● Brief
Give back every line of the entries below, unchanged and in the same order.

(Entries from a labeling collection)
---*---

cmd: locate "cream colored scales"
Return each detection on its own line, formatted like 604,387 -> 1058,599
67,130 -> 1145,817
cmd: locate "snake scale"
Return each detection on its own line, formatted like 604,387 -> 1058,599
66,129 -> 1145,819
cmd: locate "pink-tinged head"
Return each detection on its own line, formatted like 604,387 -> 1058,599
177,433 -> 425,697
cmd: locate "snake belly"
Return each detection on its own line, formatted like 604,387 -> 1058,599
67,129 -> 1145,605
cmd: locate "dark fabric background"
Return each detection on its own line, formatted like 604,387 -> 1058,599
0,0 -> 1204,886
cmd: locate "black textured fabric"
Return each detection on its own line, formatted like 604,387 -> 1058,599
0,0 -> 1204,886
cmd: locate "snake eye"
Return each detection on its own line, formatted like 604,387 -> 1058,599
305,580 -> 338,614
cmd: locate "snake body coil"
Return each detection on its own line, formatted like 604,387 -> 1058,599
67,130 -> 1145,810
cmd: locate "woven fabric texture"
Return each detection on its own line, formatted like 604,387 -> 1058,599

---*---

● Solution below
cmd: locate "cream colored scales"
Return each detection on its own line, formatted like 604,387 -> 1058,599
67,130 -> 1145,817
cmd: locate "snake scale"
Return each detection on its own line, formatted like 604,387 -> 1058,599
66,129 -> 1145,819
cmd: locate "pink-tinged head"
Return each detection on its own line, formatted like 604,387 -> 1058,599
177,433 -> 425,697
cmd: locate "snake belly"
Return each detection on its own line, formatted like 604,387 -> 1058,599
67,129 -> 1145,605
cmd: locate "dark fabric background"
Return each detection on its own line, formatted like 604,387 -> 1058,599
0,0 -> 1204,886
cmd: locate "black textured fabric"
Return each detection on its own line, formatted like 604,387 -> 1058,599
0,0 -> 1204,886
cmd: locate "snake eye"
Return each detection on its own line, formatted like 604,387 -> 1058,599
305,580 -> 338,614
cmd: locate "snake body coil"
Return each detection on its own line, formatted like 604,387 -> 1058,599
67,130 -> 1145,810
cmd: locate "woven fabric texture"
Return each detection on its own line, formatted like 604,387 -> 1058,599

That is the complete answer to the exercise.